## TAREA PENDIENTE
Por favor, vuelve a escribir del listado todo lo que va desde la línea que contiene "of the temple" hasta la línea que contiene "x=293, y=244", ambas incluidas y sin omitir ninguna. Ajusta cada número de las coordenadas de las respuestas sumándole -30 y deja igual todo lo demás.

## ENTRADAS PROPORCIONADAS
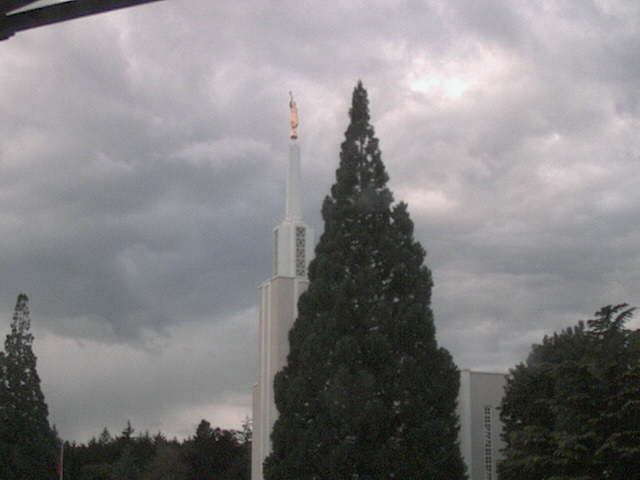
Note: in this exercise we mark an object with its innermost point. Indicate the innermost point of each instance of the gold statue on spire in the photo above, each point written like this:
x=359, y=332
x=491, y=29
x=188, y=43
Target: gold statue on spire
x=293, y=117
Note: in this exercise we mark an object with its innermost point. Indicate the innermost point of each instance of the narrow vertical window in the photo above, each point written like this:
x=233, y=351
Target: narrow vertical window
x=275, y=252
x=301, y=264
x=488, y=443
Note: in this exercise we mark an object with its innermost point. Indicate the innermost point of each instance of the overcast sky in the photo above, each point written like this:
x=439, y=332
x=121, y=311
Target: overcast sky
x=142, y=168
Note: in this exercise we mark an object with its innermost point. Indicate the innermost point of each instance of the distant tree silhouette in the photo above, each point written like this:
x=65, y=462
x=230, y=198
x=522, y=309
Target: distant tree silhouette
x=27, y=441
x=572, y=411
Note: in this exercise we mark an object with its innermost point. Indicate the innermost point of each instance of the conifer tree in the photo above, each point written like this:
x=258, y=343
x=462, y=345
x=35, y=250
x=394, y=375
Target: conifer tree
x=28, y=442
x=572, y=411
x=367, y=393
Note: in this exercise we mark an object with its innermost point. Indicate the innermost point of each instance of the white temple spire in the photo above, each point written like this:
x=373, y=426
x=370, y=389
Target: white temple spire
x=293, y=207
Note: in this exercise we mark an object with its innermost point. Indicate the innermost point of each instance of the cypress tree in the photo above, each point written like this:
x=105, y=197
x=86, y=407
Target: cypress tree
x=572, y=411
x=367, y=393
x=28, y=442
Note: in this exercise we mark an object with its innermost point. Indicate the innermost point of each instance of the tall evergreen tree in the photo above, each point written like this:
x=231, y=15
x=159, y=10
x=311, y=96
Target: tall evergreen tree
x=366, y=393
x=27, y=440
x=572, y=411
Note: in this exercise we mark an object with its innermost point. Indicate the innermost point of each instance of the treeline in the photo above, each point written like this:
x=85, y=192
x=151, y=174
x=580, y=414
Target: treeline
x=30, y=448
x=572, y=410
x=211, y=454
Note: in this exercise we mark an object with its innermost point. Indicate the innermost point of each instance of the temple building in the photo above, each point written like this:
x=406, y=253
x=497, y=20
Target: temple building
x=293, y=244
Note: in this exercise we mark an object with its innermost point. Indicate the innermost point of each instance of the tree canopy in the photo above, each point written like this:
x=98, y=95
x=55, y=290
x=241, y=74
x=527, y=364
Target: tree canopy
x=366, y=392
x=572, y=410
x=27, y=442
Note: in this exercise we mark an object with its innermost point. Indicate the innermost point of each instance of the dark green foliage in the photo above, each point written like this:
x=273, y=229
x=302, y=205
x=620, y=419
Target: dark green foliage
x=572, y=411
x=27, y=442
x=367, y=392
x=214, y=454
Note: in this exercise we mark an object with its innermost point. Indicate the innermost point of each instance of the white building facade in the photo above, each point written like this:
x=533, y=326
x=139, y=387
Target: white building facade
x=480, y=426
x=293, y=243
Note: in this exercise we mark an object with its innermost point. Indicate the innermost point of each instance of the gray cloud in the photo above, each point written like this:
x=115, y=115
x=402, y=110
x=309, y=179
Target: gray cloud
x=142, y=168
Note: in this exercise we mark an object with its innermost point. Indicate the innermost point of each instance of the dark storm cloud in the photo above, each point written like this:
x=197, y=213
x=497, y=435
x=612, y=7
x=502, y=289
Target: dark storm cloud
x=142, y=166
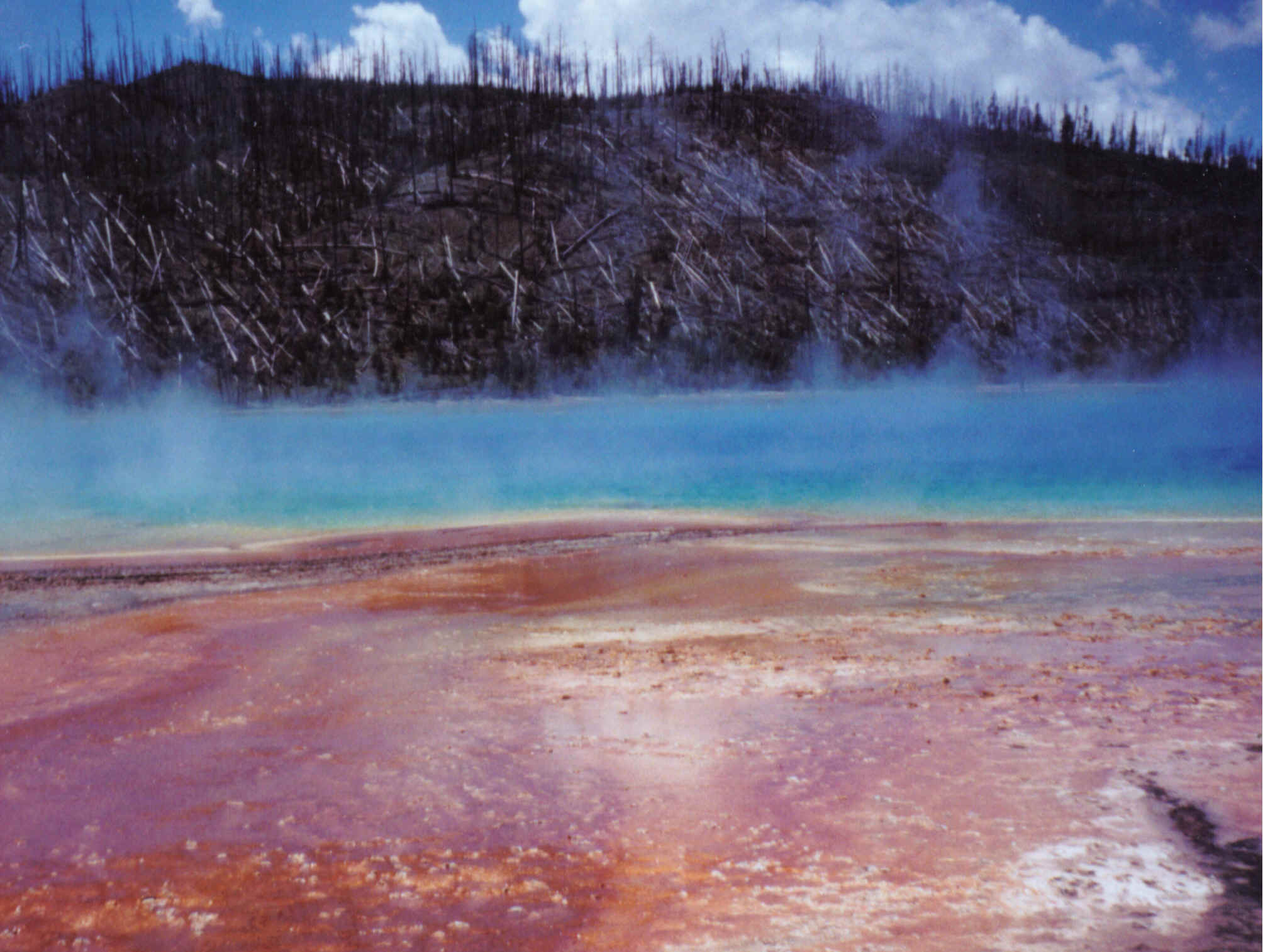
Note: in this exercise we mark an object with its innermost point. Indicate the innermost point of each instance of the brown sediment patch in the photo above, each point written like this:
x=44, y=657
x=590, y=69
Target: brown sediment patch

## EL RESULTADO
Note: in this exercise we mark an object with its innermost point. Indicate the innermost point of each instance of the temple building in the photo above, each point written like this:
x=406, y=253
x=497, y=20
Target: temple building
x=263, y=214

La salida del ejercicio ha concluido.